What is needed: Treat the line containing "Within each instance, areas" as the last one, and return every line exactly from the first line of the material below up to it.

Data provided:
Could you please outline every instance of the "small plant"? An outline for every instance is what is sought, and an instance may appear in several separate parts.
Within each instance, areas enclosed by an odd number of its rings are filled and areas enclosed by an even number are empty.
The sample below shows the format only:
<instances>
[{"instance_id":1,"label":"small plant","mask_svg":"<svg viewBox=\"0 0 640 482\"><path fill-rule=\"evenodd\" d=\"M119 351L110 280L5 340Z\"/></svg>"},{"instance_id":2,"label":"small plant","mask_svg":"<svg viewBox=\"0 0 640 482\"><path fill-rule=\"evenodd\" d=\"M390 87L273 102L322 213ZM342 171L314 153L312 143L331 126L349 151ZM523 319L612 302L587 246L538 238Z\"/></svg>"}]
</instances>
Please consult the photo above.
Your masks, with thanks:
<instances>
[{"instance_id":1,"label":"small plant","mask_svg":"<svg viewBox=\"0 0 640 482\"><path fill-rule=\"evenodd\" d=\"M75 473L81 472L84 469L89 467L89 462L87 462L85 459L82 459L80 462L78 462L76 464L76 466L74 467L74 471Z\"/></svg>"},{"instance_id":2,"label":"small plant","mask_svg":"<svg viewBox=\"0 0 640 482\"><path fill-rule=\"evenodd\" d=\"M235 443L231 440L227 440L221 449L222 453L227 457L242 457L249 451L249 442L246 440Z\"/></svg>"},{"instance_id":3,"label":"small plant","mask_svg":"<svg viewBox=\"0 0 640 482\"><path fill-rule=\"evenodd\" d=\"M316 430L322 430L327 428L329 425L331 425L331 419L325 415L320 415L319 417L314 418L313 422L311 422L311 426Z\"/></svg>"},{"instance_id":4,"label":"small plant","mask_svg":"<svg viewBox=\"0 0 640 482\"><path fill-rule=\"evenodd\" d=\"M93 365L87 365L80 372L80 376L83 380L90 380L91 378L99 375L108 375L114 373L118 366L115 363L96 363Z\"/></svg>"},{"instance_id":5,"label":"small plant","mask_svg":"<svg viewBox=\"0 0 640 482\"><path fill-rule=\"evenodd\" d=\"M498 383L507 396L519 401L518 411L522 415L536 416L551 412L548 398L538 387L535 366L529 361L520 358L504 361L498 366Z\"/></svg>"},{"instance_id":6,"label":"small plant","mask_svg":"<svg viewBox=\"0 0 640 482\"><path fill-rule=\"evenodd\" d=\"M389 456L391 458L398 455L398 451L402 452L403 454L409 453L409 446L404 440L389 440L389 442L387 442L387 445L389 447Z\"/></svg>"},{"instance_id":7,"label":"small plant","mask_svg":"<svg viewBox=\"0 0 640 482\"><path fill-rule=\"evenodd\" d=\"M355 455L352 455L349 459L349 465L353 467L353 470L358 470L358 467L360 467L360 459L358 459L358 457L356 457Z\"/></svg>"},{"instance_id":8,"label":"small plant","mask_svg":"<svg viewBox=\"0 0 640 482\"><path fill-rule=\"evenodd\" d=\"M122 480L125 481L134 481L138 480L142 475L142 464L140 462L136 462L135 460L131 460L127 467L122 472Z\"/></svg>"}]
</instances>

Reply to the exercise:
Could you please outline every instance of the "small plant"? An outline for every instance is what is sought, and an instance may appear in several separate parts.
Within each instance, areas enclosed by an odd number of its rings are filled and areas enclosed by an even number are empty.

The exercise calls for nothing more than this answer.